> **Text provided**
● ● ● ● ● ● ●

I tried making a non-random test for this scenario before, but I couldn't find the correct
set of input to make the error happen. The error happens rarely. But, the test does enough
random loops to make it happen frequently. I wish there were a tool in Lucene.Net that would
spit out the code for the exact same scenario that made the test fail, which would make it
far easier to debug. When I stepped through the code, sometimes it failed on the second iteration,
sometimes the third, sometimes the fourth, etc. But after it fails, it is nearly impossible
to figure out the data that was in the index and the random components that were plugged in
to make it fail.

So, we now have a big clue thanks to you - it will never fail on the first iteration. Hard
coding it to 2 iterations makes it fail roughly 50% of the time. Now I suppose it is just
a matter of going through and finding the random piece of input that makes it fail 100% of
the time.

● ● ● ● ● ● ●

> **Supplied material**
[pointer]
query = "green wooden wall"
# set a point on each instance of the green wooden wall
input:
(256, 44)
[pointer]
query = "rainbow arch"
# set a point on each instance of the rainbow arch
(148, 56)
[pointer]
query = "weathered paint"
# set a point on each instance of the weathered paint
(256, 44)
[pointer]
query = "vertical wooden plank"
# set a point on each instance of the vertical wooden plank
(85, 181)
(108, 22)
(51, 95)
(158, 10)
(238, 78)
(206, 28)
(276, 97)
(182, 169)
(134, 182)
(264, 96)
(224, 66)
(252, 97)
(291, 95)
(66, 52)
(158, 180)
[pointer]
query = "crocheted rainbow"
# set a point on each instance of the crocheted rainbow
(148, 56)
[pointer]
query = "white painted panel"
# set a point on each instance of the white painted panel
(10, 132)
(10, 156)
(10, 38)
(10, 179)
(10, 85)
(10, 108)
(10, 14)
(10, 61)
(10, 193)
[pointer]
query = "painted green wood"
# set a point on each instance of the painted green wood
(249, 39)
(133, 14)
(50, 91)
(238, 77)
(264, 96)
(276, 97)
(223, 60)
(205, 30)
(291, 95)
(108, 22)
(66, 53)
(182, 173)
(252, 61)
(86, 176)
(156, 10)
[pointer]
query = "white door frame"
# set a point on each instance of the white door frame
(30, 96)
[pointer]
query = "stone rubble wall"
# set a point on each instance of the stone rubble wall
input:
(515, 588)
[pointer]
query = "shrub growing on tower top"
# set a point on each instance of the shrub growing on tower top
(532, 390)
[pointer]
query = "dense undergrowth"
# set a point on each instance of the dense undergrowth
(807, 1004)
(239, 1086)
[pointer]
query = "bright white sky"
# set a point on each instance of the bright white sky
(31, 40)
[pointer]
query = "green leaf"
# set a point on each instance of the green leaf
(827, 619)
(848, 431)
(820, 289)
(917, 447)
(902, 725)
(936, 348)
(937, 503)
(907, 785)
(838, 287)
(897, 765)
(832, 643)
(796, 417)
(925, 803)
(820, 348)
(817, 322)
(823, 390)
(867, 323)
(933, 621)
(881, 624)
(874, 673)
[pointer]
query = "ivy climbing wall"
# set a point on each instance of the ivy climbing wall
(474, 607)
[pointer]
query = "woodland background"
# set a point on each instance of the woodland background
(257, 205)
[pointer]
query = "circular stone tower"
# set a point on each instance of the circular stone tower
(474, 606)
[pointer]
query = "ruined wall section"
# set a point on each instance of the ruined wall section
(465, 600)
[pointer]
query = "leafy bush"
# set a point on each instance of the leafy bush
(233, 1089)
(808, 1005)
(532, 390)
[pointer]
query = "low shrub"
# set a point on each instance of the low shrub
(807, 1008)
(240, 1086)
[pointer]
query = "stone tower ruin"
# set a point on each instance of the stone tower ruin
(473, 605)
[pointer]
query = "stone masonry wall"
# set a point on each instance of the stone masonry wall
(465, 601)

● ● ● ● ● ● ●

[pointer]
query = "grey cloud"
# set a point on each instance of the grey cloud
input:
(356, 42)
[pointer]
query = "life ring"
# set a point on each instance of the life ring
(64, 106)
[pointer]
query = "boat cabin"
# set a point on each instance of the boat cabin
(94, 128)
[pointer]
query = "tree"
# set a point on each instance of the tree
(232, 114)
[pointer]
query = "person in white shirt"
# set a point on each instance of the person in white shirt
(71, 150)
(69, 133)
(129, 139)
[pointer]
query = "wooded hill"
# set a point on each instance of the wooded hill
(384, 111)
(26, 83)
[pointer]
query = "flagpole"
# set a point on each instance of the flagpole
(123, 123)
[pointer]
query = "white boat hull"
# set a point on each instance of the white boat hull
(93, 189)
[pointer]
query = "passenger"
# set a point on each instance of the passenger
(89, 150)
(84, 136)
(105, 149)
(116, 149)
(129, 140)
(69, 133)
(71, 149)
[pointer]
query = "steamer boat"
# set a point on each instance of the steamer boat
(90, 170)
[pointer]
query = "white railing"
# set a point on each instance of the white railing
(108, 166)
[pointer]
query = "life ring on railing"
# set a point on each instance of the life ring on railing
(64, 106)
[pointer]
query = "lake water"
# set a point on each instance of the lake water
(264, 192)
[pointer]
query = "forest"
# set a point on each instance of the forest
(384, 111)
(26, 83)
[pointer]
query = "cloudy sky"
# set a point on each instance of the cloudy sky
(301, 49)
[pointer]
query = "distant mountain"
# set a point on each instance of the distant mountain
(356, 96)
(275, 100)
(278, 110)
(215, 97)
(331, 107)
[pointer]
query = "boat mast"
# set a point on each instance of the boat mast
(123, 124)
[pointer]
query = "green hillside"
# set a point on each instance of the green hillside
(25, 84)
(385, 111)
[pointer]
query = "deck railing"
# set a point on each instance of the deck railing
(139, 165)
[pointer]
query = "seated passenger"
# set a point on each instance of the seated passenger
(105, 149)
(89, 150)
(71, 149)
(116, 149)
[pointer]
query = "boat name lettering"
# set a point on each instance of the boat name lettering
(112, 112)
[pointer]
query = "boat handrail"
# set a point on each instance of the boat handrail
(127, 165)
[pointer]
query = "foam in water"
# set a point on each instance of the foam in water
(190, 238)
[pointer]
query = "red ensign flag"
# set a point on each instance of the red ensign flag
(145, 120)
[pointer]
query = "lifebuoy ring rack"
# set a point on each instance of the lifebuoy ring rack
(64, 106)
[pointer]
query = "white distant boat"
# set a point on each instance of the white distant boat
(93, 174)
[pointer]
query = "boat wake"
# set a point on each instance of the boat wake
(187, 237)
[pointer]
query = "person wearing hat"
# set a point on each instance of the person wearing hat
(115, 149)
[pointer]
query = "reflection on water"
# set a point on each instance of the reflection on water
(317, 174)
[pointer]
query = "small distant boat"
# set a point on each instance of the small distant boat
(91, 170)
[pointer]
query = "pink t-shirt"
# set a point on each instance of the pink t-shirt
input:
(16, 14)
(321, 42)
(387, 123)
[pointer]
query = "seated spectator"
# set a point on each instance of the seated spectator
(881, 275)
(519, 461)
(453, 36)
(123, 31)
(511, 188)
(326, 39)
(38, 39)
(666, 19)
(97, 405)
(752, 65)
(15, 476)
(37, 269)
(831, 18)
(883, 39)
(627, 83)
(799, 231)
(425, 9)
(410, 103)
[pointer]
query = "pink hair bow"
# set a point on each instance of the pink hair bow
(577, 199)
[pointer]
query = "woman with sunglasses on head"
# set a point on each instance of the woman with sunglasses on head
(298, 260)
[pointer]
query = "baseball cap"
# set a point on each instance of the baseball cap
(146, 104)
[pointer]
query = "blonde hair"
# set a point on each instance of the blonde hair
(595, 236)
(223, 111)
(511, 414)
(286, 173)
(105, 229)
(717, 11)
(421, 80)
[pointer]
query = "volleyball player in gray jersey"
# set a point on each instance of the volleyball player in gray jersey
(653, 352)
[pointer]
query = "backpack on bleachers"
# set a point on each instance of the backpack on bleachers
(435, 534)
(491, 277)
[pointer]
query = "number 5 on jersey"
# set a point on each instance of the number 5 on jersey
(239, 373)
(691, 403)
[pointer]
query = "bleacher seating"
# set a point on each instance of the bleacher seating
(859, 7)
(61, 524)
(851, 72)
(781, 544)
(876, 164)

● ● ● ● ● ● ●

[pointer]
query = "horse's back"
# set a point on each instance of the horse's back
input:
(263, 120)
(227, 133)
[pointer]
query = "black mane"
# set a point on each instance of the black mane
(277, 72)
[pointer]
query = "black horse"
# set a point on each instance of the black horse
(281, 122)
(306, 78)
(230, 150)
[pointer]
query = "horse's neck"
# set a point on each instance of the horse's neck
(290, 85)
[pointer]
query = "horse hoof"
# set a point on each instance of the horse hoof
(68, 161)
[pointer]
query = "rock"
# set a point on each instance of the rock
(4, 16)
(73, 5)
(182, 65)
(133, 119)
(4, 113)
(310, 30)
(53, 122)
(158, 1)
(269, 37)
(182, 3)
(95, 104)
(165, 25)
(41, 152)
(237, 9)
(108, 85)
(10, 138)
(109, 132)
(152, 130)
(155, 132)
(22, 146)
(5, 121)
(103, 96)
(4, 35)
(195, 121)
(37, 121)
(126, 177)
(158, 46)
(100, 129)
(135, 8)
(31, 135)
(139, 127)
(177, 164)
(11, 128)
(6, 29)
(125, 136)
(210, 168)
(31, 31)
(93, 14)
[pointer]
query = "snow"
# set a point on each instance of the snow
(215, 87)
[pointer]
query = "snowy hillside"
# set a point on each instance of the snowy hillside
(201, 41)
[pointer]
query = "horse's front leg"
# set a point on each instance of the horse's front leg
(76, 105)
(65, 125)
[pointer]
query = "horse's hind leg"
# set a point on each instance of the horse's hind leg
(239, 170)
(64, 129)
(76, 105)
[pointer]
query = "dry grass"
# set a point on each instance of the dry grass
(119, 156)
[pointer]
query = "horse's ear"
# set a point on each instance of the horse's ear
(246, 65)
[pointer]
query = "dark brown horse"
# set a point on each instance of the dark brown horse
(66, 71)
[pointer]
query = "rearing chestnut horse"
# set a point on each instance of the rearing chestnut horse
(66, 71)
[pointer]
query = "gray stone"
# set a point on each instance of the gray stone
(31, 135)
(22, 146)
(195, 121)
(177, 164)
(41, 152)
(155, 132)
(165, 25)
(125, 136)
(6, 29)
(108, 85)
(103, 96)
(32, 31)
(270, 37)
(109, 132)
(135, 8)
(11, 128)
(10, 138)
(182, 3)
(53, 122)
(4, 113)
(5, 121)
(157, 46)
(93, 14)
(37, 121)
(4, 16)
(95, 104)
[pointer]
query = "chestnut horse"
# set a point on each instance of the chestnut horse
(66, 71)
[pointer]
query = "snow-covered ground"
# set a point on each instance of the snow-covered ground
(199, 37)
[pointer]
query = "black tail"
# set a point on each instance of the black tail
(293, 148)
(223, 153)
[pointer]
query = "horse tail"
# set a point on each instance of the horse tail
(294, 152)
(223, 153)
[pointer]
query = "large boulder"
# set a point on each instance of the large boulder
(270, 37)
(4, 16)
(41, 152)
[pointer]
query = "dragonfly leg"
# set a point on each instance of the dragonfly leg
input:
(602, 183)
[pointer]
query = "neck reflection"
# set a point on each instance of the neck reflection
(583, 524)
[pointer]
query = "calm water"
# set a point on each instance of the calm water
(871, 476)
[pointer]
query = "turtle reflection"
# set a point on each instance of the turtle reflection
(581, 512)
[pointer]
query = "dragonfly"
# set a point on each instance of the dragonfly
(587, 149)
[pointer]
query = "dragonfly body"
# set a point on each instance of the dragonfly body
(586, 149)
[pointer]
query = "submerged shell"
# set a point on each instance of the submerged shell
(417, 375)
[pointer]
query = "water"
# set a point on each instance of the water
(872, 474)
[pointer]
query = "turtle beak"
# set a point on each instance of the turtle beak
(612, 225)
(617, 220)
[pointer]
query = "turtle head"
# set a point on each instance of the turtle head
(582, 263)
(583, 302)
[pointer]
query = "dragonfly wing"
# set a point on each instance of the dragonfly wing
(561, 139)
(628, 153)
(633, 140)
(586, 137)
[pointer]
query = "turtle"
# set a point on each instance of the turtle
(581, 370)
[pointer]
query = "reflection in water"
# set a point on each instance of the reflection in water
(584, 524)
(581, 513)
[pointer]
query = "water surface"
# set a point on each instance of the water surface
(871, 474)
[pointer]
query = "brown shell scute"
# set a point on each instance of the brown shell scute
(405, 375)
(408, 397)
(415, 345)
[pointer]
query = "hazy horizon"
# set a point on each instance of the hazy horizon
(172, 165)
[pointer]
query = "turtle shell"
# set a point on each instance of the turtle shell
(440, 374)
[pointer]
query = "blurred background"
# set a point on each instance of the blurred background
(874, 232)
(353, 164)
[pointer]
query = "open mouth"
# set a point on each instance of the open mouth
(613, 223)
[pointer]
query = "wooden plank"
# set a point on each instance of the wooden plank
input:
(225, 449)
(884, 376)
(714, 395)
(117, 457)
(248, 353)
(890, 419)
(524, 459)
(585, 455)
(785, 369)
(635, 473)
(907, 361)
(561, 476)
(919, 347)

● ● ● ● ● ● ●

> **Problem A**
Do these statements agree with the Lucene.Net test post? (i) The writer found the correct set of input for a non-random test. (ii) Hard coding the test to 2 iterations makes it fail roughly half the time. (iii) The test can fail on the first iteration. Answer yes or no for each and quote the deciding words.
> **Problem B**
Can you output the Lucene.Net test post from "I tried making" to "make it fail."?

> **Solution A**
(i) No: "I couldn't find the correct set of input to make the error happen."
(ii) Yes: "Hard coding it to 2 iterations makes it fail roughly 50% of the time."
(iii) No: "it will never fail on the first iteration."

> **Solution B**
I tried making a non-random test for this scenario before, but I couldn't find the correct
set of input to make the error happen. The error happens rarely. But, the test does enough
random loops to make it happen frequently. I wish there were a tool in Lucene.Net that would
spit out the code for the exact same scenario that made the test fail, which would make it
far easier to debug. When I stepped through the code, sometimes it failed on the second iteration,
sometimes the third, sometimes the fourth, etc. But after it fails, it is nearly impossible
to figure out the data that was in the index and the random components that were plugged in
to make it fail.